Page:
-------

J’aimerais maintenant analyser ce que je considère comme un problème des plus sérieux : le pessimisme – voire le nihilisme – qui s’empare de la société contemporaine.

Le nihilisme est généralement associé à la déclaration de Friedrich Nietzsche (1844-1900) selon laquelle Dieu est mort. Il faut souligner que le nihilisme n’est pas exclusivement un phénomène européen, mais qu’il a également de multiples ramifications dans la pensée orientale. Dans le cas présent, cependant, je souhaite utiliser ce terme pour désigner la pathologie de la civilisation, qui plane comme une nuée de miasmes au-dessus d’un paysage humain ravagé par les contradictions trop évidentes de la mondialisation. Cette tendance est clairement perceptible au Japon et dans des discours, à la teneur généralement pessimiste, tenus dans ce pays, et je ne pense pas que la fin de l’ère d’une croissance économique forte et constante en soit l’unique cause.

Ce sentiment de déclin est caractérisé par un pessimisme et un nihilisme différents de ce qu’ont connu les gens durant la Grande Dépression des années trente, en une période où le socialisme était tout au moins perçu comme une alternative au système dominant. Le pessimisme d’aujourd’hui semble, en apparence, à l’opposé de l’énergie frénétique d’une bulle inflationniste, mais il n’est - de fait - qu’un aspect différent du même phénomène sous-jacent.

Le politologue français, Emmanuel Todd, a proposé l’analyse suivante de ce qu’il appelle l’ « aboutissement logique » de la mondialisation centrée autour de la finance, « qui, voulant “libérer l’individu” de tout carcan collectif n’a réussi qu’à fabriquer un nain apeuré et transi, cherchant la sécurité dans la déification de l’argent et sa thésaurisation »3.

Le nihilisme est le revers du culte de l’argent. Certains aspects qui pourraient sembler diamétralement opposés sont, en fait, les incontournables frères jumeaux engendrés par la civilisation moderne. Tous deux sont le fruit d’une ère que l’on pourrait qualifier d’interrègne des valeurs, dans lequel aucune échelle de valeurs autre que monétaire n’est reconnue. Même les discussions autour des aspects négatifs de la mondialisation, tels que la pauvreté et l’inégalité des revenus, ne sont soulevées qu’en termes de valeur financière, ce qui les rend inutilement stériles et vides de sens.

-------

Enregistrements de données:
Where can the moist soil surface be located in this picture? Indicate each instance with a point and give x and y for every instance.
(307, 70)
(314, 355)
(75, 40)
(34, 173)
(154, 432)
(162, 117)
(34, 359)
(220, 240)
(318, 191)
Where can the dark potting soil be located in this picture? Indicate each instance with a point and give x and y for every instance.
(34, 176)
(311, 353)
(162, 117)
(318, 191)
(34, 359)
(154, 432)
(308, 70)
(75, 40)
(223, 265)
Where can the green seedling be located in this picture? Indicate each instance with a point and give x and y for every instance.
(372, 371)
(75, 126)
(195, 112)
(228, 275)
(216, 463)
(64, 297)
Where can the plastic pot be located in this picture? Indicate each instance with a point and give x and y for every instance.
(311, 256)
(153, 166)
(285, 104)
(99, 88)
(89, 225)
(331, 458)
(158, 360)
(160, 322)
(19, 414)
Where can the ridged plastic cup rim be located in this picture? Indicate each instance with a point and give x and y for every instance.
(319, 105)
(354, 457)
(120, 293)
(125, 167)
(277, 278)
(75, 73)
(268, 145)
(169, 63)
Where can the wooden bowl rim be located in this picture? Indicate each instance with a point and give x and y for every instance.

-------

Série d'exercices:
A: Recopiez le passage du texte sur le nihilisme qui commence aux mots « J’aimerais maintenant analyser » et s'arrête après les mots « la société contemporaine. ».
B: D'après le texte sur le nihilisme, à quelle déclaration de Friedrich Nietzsche le nihilisme est-il généralement associé ?
C: Prolongez le texte sur le nihilisme en reprenant après sa dernière phrase.

Réponses dans l'ordre:
A:
J’aimerais maintenant analyser ce que je considère comme un problème des plus sérieux : le pessimisme – voire le nihilisme – qui s’empare de la société contemporaine.

B: À sa déclaration selon laquelle Dieu est mort.

C:
La disparité croissante des revenus est un fait indéniable, et nous ne pouvons pas fermer les yeux sur les tragédies – y compris les crimes et les suicides – qu’elle engendre. Depuis longtemps j’insiste sur le fait qu’il est de la responsabilité des politiques de remédier à cette situation. Des mesures juridiques et systémiques visant à créer et à maintenir un filet de sécurité sont garantes des valeurs éthiques, telles que la justice et l’équité, sur lesquelles doit se fonder tout ordre social réussi. Mais ce qui me préoccupe le plus, c’est que les efforts déployés pour une amélioration des situations physiques et tangibles ne traitent que les symptômes, alors qu’elles nécessitent impérativement des mesures curatives plus profondes. Pour garantir une efficacité réelle et durable de notre action, un soutien spirituel – une réévaluation essentielle de nos priorités – s’avère essentiel.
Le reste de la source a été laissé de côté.